WORK REQUEST — The answer must be one number: how many lines in the records below contain the string "white".

(Entries taken from a collection)
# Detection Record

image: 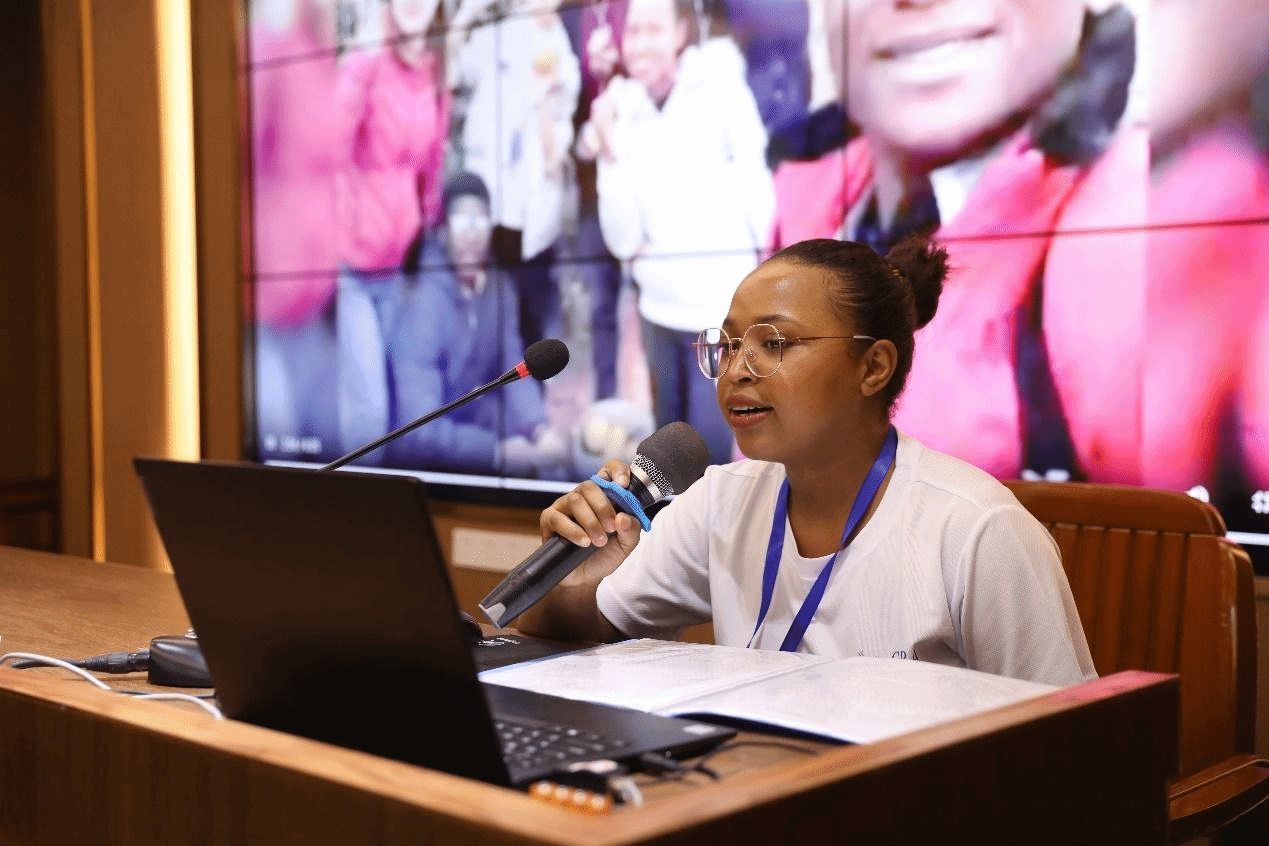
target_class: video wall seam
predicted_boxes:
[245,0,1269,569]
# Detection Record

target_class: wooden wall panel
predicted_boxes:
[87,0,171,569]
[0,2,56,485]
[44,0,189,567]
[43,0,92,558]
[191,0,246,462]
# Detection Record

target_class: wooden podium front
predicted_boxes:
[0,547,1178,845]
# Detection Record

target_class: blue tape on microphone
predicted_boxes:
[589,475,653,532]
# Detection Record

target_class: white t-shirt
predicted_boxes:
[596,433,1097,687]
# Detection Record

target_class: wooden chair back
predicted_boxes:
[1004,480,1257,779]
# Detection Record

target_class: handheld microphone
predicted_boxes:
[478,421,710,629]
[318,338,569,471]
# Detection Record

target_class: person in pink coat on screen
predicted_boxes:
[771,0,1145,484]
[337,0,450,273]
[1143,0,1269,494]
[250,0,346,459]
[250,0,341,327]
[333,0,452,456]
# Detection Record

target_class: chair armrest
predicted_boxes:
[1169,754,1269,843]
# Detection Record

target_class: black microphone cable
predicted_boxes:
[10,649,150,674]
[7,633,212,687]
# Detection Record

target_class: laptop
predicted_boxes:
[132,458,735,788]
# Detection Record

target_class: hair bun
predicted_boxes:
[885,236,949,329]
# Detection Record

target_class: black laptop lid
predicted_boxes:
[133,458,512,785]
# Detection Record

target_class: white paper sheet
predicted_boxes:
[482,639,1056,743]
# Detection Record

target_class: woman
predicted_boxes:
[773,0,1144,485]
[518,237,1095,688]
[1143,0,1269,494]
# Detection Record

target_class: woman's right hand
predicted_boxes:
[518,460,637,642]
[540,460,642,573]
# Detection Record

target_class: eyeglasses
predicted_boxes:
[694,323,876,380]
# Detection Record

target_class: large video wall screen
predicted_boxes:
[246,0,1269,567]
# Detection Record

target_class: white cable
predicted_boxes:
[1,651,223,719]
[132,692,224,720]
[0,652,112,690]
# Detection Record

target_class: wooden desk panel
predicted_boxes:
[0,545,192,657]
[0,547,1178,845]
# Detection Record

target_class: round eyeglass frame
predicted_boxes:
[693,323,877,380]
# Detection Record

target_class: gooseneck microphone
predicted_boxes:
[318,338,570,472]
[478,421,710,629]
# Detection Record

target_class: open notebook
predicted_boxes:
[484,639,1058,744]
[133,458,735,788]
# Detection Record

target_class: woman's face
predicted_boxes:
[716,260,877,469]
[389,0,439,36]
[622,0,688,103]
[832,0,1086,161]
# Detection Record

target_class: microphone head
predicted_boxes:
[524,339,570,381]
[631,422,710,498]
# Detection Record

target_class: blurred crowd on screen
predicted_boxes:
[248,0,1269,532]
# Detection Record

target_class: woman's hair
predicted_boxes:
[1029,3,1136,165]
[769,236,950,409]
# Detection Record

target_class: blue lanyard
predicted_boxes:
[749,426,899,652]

---

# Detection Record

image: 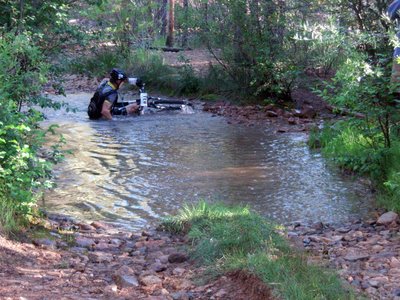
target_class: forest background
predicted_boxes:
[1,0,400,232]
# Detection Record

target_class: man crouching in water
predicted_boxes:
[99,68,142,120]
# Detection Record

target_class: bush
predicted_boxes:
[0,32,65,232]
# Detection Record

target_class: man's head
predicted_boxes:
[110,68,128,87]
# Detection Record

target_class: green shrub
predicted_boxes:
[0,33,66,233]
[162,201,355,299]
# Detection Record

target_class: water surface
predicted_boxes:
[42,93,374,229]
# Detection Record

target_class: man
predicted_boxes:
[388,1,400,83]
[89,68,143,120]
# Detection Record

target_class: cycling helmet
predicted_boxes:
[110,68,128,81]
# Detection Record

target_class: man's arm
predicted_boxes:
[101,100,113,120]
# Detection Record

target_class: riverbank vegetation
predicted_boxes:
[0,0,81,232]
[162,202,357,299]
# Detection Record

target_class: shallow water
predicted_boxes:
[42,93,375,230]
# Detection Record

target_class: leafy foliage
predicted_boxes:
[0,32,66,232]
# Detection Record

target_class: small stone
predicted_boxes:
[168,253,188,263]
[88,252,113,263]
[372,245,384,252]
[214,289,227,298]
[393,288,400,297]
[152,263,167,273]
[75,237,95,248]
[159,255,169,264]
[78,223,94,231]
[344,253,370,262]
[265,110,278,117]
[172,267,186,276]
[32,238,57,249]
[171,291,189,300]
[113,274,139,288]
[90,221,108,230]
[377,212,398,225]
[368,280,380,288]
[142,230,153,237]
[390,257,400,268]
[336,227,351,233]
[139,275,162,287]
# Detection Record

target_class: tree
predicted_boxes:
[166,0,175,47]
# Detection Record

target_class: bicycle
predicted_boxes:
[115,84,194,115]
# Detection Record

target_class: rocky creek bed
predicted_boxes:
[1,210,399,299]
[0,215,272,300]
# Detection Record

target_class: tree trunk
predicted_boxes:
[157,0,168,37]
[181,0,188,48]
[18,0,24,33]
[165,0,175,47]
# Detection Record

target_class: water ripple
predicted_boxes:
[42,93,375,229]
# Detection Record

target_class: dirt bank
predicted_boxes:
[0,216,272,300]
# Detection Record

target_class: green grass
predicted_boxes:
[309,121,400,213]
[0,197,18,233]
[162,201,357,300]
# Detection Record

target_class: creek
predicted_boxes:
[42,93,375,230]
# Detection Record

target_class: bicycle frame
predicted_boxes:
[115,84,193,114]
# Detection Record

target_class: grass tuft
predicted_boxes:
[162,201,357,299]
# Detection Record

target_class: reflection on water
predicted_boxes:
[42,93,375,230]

EXERCISE SOLUTION — 3